* _AIM_: Please print each of the records below word for word, changing nothing.

* _DATA PROVIDED_:
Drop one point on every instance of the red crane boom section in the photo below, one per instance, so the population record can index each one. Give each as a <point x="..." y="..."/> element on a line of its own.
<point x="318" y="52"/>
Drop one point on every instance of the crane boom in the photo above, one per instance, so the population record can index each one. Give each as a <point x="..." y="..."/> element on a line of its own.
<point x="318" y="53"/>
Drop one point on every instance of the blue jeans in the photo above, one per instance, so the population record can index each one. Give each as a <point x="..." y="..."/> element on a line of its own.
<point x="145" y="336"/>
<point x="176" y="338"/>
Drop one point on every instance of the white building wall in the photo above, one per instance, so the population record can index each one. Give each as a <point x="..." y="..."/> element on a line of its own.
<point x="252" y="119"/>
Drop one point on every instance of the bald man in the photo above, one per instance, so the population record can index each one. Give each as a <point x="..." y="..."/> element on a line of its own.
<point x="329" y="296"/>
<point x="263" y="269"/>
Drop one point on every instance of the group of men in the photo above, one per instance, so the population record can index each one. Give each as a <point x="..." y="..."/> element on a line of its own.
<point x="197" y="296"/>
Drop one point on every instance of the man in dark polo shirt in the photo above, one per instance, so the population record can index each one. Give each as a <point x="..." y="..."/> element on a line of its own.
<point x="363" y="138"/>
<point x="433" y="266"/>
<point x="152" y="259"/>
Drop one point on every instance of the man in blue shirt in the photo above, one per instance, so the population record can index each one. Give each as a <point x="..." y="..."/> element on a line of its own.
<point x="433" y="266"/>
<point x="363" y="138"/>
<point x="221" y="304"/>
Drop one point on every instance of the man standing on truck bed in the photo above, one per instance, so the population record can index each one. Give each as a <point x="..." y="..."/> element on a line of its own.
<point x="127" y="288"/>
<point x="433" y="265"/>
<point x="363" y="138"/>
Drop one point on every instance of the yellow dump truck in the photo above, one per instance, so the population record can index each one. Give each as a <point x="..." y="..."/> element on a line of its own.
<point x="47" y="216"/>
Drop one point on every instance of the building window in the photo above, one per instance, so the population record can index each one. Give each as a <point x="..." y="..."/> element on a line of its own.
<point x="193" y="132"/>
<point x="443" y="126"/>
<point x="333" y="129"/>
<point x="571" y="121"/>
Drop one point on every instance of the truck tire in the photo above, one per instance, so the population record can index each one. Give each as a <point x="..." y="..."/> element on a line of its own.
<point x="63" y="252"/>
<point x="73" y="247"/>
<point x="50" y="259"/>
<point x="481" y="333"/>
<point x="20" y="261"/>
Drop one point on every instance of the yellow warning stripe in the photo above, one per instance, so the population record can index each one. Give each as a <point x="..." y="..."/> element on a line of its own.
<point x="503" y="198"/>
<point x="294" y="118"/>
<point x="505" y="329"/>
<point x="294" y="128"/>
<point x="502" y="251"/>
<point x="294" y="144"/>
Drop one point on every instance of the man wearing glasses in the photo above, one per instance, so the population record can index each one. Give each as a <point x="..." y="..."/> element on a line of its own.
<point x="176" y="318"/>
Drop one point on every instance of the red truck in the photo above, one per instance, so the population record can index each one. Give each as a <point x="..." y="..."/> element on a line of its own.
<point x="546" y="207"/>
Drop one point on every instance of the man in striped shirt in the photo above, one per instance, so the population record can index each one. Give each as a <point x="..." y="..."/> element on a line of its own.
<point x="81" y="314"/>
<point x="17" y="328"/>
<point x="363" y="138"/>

* _RESULT FOR THIS TASK_:
Drop one point on every instance of the red crane boom section in the photo below, one per instance, so the population record can index each one. Give each as a <point x="..." y="..."/> element on a line of its own.
<point x="318" y="52"/>
Drop one point on every instance of the crane boom in the photo above, one per instance, so the population record can index each one. Give each as a <point x="..." y="..."/> element on a line of its own.
<point x="318" y="53"/>
Drop one point on every instance of the blue jeans in the photo above, one per instance, so the population record can index each one. Give each as a <point x="..." y="..."/> element on a line of its own.
<point x="145" y="336"/>
<point x="176" y="338"/>
Drop one point on every instance of the white building wall in the photo above, one per instance, so the population record can index each one. Give each as a <point x="..." y="..."/> element on a line of its own.
<point x="252" y="119"/>
Drop one point on every instance of the bald man in the photo above, one per instance, so the population record can index each one. Give each as a <point x="..." y="..."/> element on a line of its own.
<point x="329" y="296"/>
<point x="263" y="269"/>
Drop one point on every instance of the group of men in the photo above, one per instance, so the population record can index each one. Give each as a <point x="..." y="..."/> element on a line of its own.
<point x="197" y="296"/>
Drop one point on every instance of the man in dark polo shirt in the photo above, one per instance, so the population record can index each one. Give each as a <point x="..." y="..."/> element on a line of its own.
<point x="363" y="138"/>
<point x="433" y="266"/>
<point x="152" y="259"/>
Drop one point on every instance of the man in blue shirt in the photo above, one per instance, so the population record can index each one. Give each as a <point x="..." y="..."/> element on a line of its own.
<point x="433" y="266"/>
<point x="363" y="138"/>
<point x="221" y="304"/>
Drop one point on every instance of the man standing on truck bed in the photo above, one per instance, so the population record can index each one. Give each as a <point x="..." y="..."/> element on a line of its own.
<point x="127" y="288"/>
<point x="433" y="265"/>
<point x="363" y="138"/>
Drop one point on every instance of the yellow dump truck in the photo above, one per instance, so the population record can index each one. Give each as a <point x="..." y="..."/> element on a line of its own.
<point x="47" y="216"/>
Drop one point on every instance of the building window in the photo above, one per instance, so the population record can index each one. Give each as a <point x="..." y="..."/> element on a line of its own.
<point x="193" y="132"/>
<point x="443" y="126"/>
<point x="333" y="129"/>
<point x="571" y="121"/>
Drop one point on every instance of the truck tire in the photo above, one per instance, so the population record can index each one. Give each as a <point x="..." y="..."/> element on a line of its own.
<point x="63" y="252"/>
<point x="73" y="247"/>
<point x="50" y="259"/>
<point x="481" y="333"/>
<point x="20" y="261"/>
Drop one point on every instance of the yellow warning stripe in the photo above, one per instance, so the population record can index each one. Give each as a <point x="..." y="..."/> element on a line of its own.
<point x="503" y="198"/>
<point x="294" y="118"/>
<point x="505" y="329"/>
<point x="294" y="128"/>
<point x="502" y="251"/>
<point x="294" y="144"/>
Drop one point on every instance of the man wearing glasses in the photo above, one per instance, so the population record can index each one. Give each as a <point x="..." y="..."/> element on a line of its own.
<point x="176" y="318"/>
Drop one point on every instance of the red truck in the photo above, one per instance, so the population record can index each one. Give each as a <point x="..." y="..."/> element on a line of its own.
<point x="546" y="207"/>
Drop one point on every instance of the man in striped shirt in the photo above, one per instance, so the population record can index each one. Give each as a <point x="..." y="..."/> element on a line of its own.
<point x="81" y="314"/>
<point x="17" y="328"/>
<point x="363" y="138"/>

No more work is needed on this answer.